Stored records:
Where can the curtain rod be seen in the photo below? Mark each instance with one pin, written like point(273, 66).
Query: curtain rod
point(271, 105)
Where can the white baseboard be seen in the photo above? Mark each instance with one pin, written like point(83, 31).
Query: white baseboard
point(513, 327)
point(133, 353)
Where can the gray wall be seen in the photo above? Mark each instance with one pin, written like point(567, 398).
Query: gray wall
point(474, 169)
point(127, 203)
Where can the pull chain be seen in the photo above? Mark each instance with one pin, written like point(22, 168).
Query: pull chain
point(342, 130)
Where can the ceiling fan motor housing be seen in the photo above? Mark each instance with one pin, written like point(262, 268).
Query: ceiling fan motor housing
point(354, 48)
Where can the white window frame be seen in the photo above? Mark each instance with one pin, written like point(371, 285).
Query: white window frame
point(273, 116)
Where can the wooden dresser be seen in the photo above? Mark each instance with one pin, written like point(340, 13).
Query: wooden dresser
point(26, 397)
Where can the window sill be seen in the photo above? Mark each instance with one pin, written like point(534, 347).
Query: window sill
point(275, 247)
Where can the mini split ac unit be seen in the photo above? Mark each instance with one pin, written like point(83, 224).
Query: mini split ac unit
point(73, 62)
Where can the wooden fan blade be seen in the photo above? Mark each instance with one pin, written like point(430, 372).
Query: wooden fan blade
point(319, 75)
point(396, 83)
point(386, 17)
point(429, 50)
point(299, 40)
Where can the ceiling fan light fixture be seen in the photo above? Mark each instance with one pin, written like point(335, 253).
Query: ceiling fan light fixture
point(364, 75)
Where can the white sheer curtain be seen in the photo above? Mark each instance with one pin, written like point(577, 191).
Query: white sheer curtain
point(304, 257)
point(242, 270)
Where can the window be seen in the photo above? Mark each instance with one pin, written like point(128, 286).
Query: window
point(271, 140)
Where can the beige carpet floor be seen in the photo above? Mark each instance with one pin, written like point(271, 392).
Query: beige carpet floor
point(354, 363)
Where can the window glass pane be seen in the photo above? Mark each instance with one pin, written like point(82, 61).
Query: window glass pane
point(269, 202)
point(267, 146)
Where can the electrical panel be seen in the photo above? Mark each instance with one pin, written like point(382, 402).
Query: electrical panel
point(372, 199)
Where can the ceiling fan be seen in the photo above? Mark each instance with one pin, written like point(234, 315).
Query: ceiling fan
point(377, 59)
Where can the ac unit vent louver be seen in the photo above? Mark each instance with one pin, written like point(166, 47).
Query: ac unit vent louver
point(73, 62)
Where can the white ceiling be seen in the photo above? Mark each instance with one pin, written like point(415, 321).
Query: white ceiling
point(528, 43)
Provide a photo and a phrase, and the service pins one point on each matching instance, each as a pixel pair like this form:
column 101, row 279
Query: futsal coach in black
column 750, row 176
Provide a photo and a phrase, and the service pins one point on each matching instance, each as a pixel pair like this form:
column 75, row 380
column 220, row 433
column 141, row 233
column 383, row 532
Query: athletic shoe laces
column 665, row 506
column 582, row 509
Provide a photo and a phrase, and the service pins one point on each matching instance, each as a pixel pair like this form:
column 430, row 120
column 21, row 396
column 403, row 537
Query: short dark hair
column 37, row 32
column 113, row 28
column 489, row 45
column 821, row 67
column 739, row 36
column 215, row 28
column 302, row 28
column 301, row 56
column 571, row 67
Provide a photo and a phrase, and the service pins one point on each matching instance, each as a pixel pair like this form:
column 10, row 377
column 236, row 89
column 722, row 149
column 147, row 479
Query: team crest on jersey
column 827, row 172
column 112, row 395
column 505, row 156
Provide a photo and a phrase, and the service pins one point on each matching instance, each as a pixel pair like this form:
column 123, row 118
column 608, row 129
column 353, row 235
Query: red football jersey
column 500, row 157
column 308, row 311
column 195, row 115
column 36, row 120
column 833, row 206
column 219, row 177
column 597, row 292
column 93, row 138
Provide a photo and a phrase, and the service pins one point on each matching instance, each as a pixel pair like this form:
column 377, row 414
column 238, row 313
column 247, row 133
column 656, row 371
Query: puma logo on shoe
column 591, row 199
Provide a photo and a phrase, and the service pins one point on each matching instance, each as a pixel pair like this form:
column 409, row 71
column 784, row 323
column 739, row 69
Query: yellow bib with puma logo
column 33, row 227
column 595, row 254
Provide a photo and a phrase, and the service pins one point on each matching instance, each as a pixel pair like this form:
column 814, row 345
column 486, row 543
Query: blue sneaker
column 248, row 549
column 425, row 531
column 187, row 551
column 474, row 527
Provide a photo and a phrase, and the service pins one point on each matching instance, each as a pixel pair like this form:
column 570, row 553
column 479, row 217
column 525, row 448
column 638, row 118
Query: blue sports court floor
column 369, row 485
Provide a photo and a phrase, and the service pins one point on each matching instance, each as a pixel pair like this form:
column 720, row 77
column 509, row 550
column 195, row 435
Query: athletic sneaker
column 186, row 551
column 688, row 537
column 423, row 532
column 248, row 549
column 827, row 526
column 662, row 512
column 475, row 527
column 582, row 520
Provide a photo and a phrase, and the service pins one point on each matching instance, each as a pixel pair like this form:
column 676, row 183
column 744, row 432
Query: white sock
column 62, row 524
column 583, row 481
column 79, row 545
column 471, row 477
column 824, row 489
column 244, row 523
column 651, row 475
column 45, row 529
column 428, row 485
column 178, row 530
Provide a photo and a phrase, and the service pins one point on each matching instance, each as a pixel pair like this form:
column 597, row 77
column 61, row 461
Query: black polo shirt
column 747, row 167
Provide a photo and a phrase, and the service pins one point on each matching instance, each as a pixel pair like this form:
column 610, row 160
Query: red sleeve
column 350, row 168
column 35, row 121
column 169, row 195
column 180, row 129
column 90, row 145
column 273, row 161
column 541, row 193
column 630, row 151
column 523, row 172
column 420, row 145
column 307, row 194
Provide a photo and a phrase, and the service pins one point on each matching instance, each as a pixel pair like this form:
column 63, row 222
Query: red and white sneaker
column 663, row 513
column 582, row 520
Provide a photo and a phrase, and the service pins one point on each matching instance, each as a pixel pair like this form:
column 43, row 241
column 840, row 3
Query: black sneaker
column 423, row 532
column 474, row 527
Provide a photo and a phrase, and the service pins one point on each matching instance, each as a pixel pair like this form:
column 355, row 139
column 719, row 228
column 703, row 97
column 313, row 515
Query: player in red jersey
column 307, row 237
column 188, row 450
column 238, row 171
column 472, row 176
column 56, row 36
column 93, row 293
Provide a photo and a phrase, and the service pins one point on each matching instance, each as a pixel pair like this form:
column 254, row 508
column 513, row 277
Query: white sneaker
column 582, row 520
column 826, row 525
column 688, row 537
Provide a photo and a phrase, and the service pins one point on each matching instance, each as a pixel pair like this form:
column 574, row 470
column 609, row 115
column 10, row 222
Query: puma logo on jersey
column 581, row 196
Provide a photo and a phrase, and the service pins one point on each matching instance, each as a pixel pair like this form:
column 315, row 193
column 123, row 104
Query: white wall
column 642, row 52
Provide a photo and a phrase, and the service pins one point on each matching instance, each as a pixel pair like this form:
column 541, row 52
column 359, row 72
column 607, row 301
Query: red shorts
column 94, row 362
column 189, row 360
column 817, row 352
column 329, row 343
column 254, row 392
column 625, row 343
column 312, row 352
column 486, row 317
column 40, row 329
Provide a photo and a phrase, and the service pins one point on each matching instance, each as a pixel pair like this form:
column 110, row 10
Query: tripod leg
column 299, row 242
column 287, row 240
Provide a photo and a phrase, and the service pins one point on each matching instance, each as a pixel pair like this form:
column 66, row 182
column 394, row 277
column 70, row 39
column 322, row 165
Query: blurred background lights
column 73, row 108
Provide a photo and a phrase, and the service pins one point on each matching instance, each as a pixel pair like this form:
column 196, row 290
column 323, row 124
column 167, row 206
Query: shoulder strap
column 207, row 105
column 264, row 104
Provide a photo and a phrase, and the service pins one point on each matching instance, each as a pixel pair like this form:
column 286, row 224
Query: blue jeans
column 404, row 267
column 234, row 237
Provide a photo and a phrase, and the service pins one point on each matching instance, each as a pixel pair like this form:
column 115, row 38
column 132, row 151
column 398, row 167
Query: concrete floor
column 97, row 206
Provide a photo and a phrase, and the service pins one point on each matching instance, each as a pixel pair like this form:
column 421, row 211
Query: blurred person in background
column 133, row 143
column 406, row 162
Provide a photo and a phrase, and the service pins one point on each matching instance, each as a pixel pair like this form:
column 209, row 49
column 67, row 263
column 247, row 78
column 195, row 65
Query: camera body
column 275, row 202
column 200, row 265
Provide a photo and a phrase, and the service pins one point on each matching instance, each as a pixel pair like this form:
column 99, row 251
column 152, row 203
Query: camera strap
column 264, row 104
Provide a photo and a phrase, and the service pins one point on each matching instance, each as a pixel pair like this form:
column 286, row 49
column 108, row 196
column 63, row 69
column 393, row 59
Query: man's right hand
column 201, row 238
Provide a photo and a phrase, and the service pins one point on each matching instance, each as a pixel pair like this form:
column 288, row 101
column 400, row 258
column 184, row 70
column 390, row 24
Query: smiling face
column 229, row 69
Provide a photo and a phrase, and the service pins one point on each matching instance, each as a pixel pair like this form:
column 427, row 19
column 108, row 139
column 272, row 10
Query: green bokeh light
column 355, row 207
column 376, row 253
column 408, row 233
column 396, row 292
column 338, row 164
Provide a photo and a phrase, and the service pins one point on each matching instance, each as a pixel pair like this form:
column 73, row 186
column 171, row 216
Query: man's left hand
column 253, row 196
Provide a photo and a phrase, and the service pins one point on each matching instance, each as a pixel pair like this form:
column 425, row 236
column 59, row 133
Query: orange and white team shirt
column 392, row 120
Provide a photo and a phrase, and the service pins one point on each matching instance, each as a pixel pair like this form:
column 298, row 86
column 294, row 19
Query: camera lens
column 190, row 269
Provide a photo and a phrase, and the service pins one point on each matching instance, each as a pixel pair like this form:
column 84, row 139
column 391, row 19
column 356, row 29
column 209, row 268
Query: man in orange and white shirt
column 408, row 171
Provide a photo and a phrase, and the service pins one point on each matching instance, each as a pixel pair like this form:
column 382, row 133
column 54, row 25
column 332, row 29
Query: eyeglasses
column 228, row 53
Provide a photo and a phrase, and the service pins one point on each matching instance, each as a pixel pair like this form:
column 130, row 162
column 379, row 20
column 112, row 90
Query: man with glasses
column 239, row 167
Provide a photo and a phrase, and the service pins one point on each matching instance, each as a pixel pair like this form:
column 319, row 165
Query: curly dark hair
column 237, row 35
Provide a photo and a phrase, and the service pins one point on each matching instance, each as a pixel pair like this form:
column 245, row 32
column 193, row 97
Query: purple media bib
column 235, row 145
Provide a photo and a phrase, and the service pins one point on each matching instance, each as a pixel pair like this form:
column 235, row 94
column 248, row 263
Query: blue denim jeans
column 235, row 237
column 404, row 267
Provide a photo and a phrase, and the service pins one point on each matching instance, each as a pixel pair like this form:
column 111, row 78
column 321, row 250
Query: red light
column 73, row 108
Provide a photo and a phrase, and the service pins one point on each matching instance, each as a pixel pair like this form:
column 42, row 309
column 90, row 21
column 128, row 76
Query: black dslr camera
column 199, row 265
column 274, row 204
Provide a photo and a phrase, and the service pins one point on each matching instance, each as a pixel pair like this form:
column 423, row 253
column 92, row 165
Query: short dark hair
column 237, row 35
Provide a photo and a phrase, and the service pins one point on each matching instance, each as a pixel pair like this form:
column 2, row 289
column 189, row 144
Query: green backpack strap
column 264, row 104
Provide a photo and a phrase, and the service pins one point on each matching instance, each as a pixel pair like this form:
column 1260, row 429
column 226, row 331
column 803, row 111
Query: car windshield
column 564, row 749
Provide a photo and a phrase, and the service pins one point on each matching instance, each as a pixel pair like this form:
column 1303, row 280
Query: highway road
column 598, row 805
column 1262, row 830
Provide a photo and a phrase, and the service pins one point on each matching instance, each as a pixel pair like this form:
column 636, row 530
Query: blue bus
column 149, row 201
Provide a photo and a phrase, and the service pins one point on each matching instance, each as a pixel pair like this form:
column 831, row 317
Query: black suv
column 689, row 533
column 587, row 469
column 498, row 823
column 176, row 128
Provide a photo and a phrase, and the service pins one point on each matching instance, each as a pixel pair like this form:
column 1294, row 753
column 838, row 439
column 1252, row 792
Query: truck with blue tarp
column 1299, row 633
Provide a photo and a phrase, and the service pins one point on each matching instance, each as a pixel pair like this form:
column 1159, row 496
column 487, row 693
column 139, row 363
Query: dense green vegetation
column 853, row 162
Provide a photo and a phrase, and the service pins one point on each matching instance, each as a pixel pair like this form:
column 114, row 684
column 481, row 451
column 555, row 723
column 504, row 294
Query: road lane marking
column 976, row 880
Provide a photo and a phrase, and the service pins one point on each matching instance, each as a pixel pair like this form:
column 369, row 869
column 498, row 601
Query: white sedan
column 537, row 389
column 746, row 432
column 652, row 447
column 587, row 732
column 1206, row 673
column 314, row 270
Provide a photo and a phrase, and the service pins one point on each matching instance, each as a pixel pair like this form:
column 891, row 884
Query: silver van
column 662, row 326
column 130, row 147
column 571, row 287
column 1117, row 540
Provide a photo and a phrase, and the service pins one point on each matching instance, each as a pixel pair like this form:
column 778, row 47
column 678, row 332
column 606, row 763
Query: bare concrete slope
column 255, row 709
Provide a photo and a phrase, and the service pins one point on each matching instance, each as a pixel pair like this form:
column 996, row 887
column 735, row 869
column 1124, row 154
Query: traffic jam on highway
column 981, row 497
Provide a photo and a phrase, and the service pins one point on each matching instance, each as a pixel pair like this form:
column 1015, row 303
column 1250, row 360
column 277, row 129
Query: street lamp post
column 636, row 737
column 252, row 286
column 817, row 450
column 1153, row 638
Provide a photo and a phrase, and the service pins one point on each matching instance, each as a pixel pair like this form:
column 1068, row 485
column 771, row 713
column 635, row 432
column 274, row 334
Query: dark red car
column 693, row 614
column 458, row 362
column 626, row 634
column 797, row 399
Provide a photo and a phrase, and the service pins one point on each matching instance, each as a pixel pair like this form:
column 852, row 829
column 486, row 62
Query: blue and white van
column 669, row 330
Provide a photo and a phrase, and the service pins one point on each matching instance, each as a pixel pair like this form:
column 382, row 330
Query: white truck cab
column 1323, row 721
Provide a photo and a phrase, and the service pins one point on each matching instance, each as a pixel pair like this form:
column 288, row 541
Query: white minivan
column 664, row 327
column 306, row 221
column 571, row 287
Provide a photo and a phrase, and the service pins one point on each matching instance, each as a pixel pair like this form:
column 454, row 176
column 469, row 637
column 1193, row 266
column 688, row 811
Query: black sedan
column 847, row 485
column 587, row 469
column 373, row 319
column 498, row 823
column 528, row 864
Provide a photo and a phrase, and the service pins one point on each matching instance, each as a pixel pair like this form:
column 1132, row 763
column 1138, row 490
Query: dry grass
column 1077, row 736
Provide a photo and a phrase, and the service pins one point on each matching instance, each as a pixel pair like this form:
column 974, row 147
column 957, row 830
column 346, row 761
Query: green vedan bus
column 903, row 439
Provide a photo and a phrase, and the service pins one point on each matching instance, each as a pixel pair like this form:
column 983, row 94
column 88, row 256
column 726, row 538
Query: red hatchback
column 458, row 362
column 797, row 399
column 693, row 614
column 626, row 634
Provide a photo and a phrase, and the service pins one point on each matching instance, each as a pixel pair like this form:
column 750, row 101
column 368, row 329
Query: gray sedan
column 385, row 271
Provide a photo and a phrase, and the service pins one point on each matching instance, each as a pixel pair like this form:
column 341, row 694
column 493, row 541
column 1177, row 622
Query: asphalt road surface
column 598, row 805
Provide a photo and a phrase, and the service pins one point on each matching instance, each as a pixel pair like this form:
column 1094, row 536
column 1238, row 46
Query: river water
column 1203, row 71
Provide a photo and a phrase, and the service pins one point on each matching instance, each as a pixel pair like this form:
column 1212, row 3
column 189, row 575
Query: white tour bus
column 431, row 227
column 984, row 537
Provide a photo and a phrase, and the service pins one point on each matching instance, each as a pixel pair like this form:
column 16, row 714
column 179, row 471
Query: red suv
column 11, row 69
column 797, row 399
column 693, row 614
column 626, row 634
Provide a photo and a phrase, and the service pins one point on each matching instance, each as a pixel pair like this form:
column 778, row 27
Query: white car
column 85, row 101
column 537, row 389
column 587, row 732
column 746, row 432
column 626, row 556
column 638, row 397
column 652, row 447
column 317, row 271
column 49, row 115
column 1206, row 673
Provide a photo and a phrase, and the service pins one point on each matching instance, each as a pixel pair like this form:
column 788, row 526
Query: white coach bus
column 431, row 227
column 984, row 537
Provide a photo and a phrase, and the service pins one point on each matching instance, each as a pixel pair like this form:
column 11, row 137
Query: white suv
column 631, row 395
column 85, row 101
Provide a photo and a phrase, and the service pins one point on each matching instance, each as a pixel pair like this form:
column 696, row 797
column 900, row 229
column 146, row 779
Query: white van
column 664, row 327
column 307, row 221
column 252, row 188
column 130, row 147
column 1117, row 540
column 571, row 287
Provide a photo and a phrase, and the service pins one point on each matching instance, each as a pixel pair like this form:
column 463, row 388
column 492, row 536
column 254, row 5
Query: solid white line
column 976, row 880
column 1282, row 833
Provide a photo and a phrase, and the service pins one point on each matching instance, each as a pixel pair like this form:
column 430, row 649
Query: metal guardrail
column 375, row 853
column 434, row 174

**TO DO:** Find "Query: car windshield" in the entries above and copy that whole line exactly, then each line after it through the line that contains "column 114, row 684".

**RESULT BELOW:**
Query: car windshield
column 564, row 749
Provide a photo and a phrase, and the service pins one point on each matching instance, each as a pixel pair like this form:
column 1303, row 280
Query: highway road
column 598, row 805
column 1262, row 830
Provide a photo and a phrase, and the service pins one point on each matching instance, each as a pixel pair like this form:
column 636, row 530
Query: blue bus
column 149, row 201
Provide a photo and a phrase, and the service pins one point on each matching instance, each as a pixel pair like this form:
column 831, row 317
Query: black suv
column 689, row 533
column 587, row 469
column 498, row 823
column 176, row 128
Provide a photo and a phrase, and the service pins one point on each matching instance, each as a pixel pair like this form:
column 1294, row 753
column 838, row 439
column 1252, row 792
Query: truck with blue tarp
column 1299, row 633
Provide a photo and a phrase, and the service pins one point on each matching instance, each as a pixel pair like this form:
column 1159, row 496
column 487, row 693
column 139, row 363
Query: dense green vegetation
column 853, row 162
Provide a photo and a phrase, and the service pins one point on each matching instance, each as a pixel pair like this form:
column 114, row 684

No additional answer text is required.